Excerpts of pointing data =>
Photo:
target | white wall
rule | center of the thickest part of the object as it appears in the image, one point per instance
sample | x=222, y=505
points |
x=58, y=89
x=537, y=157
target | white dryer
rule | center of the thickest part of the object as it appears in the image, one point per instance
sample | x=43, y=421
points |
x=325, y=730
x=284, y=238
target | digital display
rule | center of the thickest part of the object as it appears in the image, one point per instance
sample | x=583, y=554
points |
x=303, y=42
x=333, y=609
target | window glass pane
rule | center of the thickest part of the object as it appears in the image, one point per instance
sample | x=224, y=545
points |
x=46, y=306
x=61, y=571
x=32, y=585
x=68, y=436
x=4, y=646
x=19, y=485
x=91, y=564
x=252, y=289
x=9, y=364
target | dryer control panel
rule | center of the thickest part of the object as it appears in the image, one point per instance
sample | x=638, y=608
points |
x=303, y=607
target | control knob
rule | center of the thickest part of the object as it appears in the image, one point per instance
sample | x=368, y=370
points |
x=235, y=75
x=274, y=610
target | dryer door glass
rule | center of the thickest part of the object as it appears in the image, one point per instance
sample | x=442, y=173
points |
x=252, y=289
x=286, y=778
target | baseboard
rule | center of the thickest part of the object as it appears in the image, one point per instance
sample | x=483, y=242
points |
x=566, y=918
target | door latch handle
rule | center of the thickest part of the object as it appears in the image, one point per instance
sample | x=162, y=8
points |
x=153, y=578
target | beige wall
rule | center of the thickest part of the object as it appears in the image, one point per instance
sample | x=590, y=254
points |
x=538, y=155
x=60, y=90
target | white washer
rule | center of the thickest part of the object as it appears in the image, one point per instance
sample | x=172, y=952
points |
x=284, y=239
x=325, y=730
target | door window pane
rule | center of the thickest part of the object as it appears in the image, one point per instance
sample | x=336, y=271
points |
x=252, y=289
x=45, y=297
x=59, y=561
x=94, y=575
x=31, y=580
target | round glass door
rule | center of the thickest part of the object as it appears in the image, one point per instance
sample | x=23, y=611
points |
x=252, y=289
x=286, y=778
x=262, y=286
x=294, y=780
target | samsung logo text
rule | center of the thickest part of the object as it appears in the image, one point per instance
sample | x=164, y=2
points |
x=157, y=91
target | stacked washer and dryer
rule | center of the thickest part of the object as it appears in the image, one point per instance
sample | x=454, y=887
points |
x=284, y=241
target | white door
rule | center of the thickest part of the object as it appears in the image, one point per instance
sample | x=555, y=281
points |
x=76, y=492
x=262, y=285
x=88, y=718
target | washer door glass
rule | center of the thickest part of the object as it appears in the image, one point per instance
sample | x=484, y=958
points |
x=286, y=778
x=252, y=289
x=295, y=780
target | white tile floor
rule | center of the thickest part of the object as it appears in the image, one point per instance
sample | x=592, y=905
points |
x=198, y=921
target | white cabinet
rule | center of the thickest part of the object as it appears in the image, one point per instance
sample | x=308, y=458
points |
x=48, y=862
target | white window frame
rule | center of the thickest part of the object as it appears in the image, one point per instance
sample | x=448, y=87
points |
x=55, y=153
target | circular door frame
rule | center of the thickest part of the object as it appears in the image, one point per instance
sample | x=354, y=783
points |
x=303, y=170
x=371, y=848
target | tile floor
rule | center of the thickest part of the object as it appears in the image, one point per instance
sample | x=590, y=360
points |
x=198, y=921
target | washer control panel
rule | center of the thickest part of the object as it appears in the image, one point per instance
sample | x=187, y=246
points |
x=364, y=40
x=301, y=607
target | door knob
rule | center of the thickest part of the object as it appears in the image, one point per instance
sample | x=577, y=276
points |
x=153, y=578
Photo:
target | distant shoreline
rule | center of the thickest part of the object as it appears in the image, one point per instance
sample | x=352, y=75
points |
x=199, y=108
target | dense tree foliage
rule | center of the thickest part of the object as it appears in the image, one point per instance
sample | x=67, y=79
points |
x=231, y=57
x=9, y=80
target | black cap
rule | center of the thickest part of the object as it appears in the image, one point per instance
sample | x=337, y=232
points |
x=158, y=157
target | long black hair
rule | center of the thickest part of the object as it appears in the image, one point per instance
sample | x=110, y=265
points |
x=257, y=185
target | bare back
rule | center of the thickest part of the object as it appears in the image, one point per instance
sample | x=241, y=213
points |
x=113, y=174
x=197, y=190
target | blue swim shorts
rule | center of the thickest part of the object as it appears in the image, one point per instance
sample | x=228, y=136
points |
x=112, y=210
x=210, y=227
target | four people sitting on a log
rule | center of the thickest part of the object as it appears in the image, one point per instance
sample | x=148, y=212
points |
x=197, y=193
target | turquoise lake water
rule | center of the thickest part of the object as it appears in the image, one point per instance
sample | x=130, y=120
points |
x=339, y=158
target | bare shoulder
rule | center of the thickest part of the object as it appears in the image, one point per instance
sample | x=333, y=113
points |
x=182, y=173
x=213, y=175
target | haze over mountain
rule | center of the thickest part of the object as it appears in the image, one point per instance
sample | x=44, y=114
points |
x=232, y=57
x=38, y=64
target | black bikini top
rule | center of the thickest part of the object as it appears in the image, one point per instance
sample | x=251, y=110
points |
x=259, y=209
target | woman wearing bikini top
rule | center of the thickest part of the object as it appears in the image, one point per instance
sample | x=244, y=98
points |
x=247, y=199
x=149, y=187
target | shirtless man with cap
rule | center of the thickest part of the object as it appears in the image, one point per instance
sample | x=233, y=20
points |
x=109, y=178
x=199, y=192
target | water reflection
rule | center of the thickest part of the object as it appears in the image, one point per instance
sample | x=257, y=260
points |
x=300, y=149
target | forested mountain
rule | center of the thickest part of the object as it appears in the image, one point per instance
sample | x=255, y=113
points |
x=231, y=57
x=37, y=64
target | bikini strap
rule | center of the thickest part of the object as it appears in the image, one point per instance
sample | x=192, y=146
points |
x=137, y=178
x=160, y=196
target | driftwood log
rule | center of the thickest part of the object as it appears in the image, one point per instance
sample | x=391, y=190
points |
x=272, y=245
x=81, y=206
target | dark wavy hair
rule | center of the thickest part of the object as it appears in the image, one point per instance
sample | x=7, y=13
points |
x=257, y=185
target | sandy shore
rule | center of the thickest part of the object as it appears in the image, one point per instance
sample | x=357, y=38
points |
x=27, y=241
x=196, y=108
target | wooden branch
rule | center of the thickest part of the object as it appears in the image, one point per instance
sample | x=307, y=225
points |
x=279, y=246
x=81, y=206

Request => Convert every line of the material above into a JSON list of strings, with one string per line and no entries for blank lines.

Correct response =>
[
  "Photo:",
  "target | white wall",
  "rule | center of the thickest part of the object as it appears in the image, one point per instance",
  "sample | x=222, y=505",
  "points |",
  "x=58, y=89",
  "x=537, y=157",
  "target | white dryer",
  "rule | center of the thickest part of the object as it appears in the image, one point per instance",
  "sample | x=43, y=421",
  "points |",
  "x=325, y=730",
  "x=284, y=238",
  "target | digital display",
  "rule | center of the thickest part of the object as it appears in the image, one point per instance",
  "sample | x=583, y=554",
  "points |",
  "x=303, y=42",
  "x=333, y=609",
  "target | window glass pane",
  "rule | center of the thickest part of the object as it appears in the image, one point per instance",
  "sample | x=224, y=545",
  "points |",
  "x=46, y=306",
  "x=61, y=571",
  "x=32, y=585",
  "x=68, y=436",
  "x=4, y=646",
  "x=19, y=485",
  "x=91, y=564",
  "x=252, y=289",
  "x=9, y=364",
  "target | dryer control panel",
  "rule | center of the thickest part of the object as it appears in the image, one point per instance",
  "sample | x=638, y=608",
  "points |",
  "x=303, y=607",
  "target | control knob",
  "rule | center of the thickest part of the object as it appears in the image, one point per instance",
  "sample | x=368, y=370",
  "points |",
  "x=235, y=75",
  "x=274, y=610",
  "target | dryer door glass",
  "rule | center of the thickest part of the object as it appears in the image, one point per instance",
  "sample | x=442, y=173",
  "points |",
  "x=252, y=289",
  "x=286, y=778",
  "target | baseboard",
  "rule | center of the thickest part of the object as it appears in the image, one point per instance",
  "sample | x=483, y=242",
  "points |",
  "x=566, y=918",
  "target | door latch handle",
  "rule | center of the thickest part of the object as it appears in the image, one point per instance",
  "sample | x=162, y=8",
  "points |",
  "x=153, y=578",
  "target | beige wall",
  "rule | center of the thickest part of the object as it appears in the image, one point per instance",
  "sample | x=590, y=254",
  "points |",
  "x=538, y=155",
  "x=60, y=90",
  "target | white washer",
  "rule | center of the thickest part of the object as it appears in the image, one point per instance",
  "sample | x=172, y=952",
  "points |",
  "x=284, y=239",
  "x=325, y=730",
  "target | door window pane",
  "rule | center of the thickest part of the object as it appears in the image, one point per instance",
  "sample | x=336, y=271",
  "points |",
  "x=252, y=289",
  "x=45, y=297",
  "x=59, y=561",
  "x=94, y=575",
  "x=31, y=580",
  "target | round glass door",
  "rule | center of the thickest part of the object as it appears in the image, one point per instance",
  "sample | x=23, y=611",
  "points |",
  "x=252, y=289",
  "x=286, y=778",
  "x=262, y=286",
  "x=294, y=780",
  "target | samsung logo text",
  "rule | center of the thickest part of the object as it appears in the image, one point per instance",
  "sample | x=164, y=2",
  "points |",
  "x=157, y=91",
  "target | stacked washer and dryer",
  "rule | center of the thickest part of the object as it appears in the image, one point per instance",
  "sample | x=454, y=887",
  "points |",
  "x=284, y=241",
  "target | white door",
  "rule | center of the thickest part of the object as it appears in the image, one point per instance",
  "sample | x=555, y=281",
  "points |",
  "x=76, y=492",
  "x=262, y=285",
  "x=88, y=718",
  "target | washer door glass",
  "rule | center of the thickest part of the object as it appears in the image, one point per instance",
  "sample | x=484, y=958",
  "points |",
  "x=286, y=778",
  "x=252, y=289",
  "x=295, y=780",
  "target | white tile floor",
  "rule | center of the thickest part of the object as it appears in the image, one point per instance",
  "sample | x=592, y=905",
  "points |",
  "x=198, y=921",
  "target | white cabinet",
  "rule | center of the thickest part of the object as it appears in the image, one point per instance",
  "sample | x=308, y=458",
  "points |",
  "x=48, y=862",
  "target | white window frame",
  "rule | center of the thickest part of the object as it appears in the image, one point per instance",
  "sample | x=448, y=87",
  "points |",
  "x=55, y=153",
  "target | circular door frame",
  "rule | center of the thickest part of the object as it appears in the image, one point per instance",
  "sample | x=354, y=783",
  "points |",
  "x=303, y=170",
  "x=371, y=848",
  "target | tile floor",
  "rule | center of the thickest part of the object as it appears in the image, one point per instance",
  "sample | x=590, y=360",
  "points |",
  "x=198, y=921",
  "target | washer control panel",
  "rule | center of the thickest part of the object as it appears in the image, one point per instance",
  "sample | x=187, y=246",
  "points |",
  "x=364, y=40",
  "x=301, y=607",
  "target | door knob",
  "rule | center of the thickest part of the object as it appears in the image, one point per instance",
  "sample | x=577, y=276",
  "points |",
  "x=153, y=578",
  "Photo:",
  "target | distant shoreline",
  "rule | center of the thickest part of the object as it appears in the image, one point per instance",
  "sample | x=352, y=75",
  "points |",
  "x=199, y=108",
  "target | dense tree foliage",
  "rule | center of the thickest part of the object as it appears in the image, one point per instance",
  "sample | x=67, y=79",
  "points |",
  "x=231, y=57",
  "x=9, y=80",
  "target | black cap",
  "rule | center of the thickest part of the object as it appears in the image, one point per instance",
  "sample | x=337, y=232",
  "points |",
  "x=158, y=157",
  "target | long black hair",
  "rule | center of the thickest part of the object as it appears in the image, one point per instance",
  "sample | x=110, y=265",
  "points |",
  "x=257, y=185",
  "target | bare back",
  "rule | center of the thickest part of the object as it appears in the image, one point per instance",
  "sample | x=241, y=213",
  "points |",
  "x=113, y=174",
  "x=197, y=190",
  "target | blue swim shorts",
  "rule | center of the thickest part of the object as it appears in the image, one point per instance",
  "sample | x=228, y=136",
  "points |",
  "x=112, y=210",
  "x=210, y=227",
  "target | four people sitting on a log",
  "rule | center of the thickest part of the object as it appears in the image, one point per instance",
  "sample | x=148, y=212",
  "points |",
  "x=197, y=193",
  "target | turquoise lake water",
  "rule | center of the thickest part of the object as it appears in the image, one point per instance",
  "sample | x=130, y=120",
  "points |",
  "x=339, y=158",
  "target | bare shoulder",
  "rule | center of the thickest part of the object as it appears in the image, one point per instance",
  "sample | x=333, y=113",
  "points |",
  "x=182, y=173",
  "x=213, y=175",
  "target | haze over mountain",
  "rule | center of the thickest part of the object as it appears in the image, one point per instance",
  "sample | x=44, y=114",
  "points |",
  "x=232, y=57",
  "x=38, y=64",
  "target | black bikini top",
  "rule | center of the thickest part of the object as it appears in the image, one point per instance",
  "sample | x=251, y=110",
  "points |",
  "x=259, y=209",
  "target | woman wearing bikini top",
  "rule | center of the thickest part of the object as it appears in the image, one point per instance",
  "sample | x=244, y=98",
  "points |",
  "x=247, y=199",
  "x=149, y=187",
  "target | shirtless man with cap",
  "rule | center of the thickest part of the object as it appears in the image, one point per instance",
  "sample | x=233, y=20",
  "points |",
  "x=109, y=178",
  "x=199, y=192",
  "target | water reflection",
  "rule | center of the thickest part of the object as it appears in the image, one point per instance",
  "sample | x=257, y=260",
  "points |",
  "x=300, y=149",
  "target | forested mountain",
  "rule | center of the thickest part of the object as it appears in the image, one point per instance",
  "sample | x=255, y=113",
  "points |",
  "x=231, y=57",
  "x=37, y=64",
  "target | bikini strap",
  "rule | center of the thickest part of the object as it appears in the image, one point per instance",
  "sample | x=192, y=146",
  "points |",
  "x=137, y=178",
  "x=160, y=196",
  "target | driftwood log",
  "rule | center of the thickest part of the object as it appears in the image, one point per instance",
  "sample | x=391, y=190",
  "points |",
  "x=272, y=245",
  "x=81, y=206",
  "target | dark wavy hair",
  "rule | center of the thickest part of the object as it appears in the image, one point per instance",
  "sample | x=7, y=13",
  "points |",
  "x=257, y=185",
  "target | sandy shore",
  "rule | center of the thickest part of the object as it appears in the image, one point per instance",
  "sample | x=357, y=38",
  "points |",
  "x=27, y=241",
  "x=196, y=108",
  "target | wooden branch",
  "rule | center of the thickest part of the object as it appears in the image, one point per instance",
  "sample | x=307, y=225",
  "points |",
  "x=279, y=246",
  "x=81, y=206"
]